In the State v. Marrero excerpt, what sentence was the defendant given?

### Text excerpt
══════════════════════════════
State v. Marrero

Decision Date18 April 1988
Docket NumberNo. 87-KA-847,87-KA-847
Citation525 So.2d 203
PartiesSTATE of Louisiana v. Raul MARRERO. 525 So.2d 203
CourtCourt of Appeal of Louisiana — District of US

Sharon M. Williams, Chalmette, for defendant-appellant.

Dorothy A. Pendergast, Louise Korns, Dist. Attorney's Office, Gretna, for plaintiff-appellee.

Before GRISBAUM, DUFRESNE, and GOTHARD, JJ.

GRISBAUM, Judge.

On August 28, 1986, the defendant, Raul Marrero, was charged by grand jury indictment with perjury in violation of La.R.S. 14:123. This perjury was allegedly committed when Marrero testified before a grand jury on January 30, 1986. He was arraigned on September 30, 1986 and pled not guilty. After a bench trial he was found guilty as charged. A presentence investigation followed, and, on June 2, 1987, a motion for new trial was filed and denied; the defendant was sentenced to serve 11 months in Parish Prison, which sentence he now appeals. We reverse.
══════════════════════════════
[Named object pointing entries]
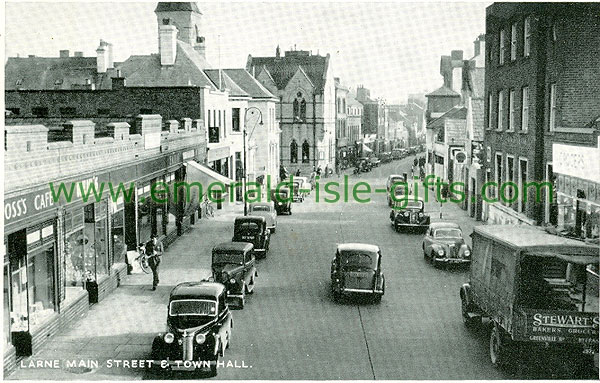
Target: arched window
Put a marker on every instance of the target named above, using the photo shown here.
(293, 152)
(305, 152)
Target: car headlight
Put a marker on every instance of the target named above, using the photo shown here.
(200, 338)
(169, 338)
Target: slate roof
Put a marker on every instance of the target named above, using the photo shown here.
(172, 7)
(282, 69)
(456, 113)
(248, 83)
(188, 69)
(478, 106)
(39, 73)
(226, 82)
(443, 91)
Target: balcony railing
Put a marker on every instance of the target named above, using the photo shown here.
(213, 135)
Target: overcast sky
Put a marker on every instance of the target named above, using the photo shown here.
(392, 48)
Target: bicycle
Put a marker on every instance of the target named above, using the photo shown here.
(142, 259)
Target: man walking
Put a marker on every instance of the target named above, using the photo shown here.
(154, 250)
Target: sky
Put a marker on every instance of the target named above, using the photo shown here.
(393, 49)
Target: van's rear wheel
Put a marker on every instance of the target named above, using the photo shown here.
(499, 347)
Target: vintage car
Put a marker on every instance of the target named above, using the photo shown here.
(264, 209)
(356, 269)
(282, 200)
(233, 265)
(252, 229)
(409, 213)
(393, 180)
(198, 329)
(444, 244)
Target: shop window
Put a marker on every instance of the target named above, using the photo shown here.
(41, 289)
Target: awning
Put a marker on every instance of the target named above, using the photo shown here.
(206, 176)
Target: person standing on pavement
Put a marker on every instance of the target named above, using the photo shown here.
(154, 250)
══════════════════════════════
### Solution
He was sentenced to serve 11 months in Parish Prison.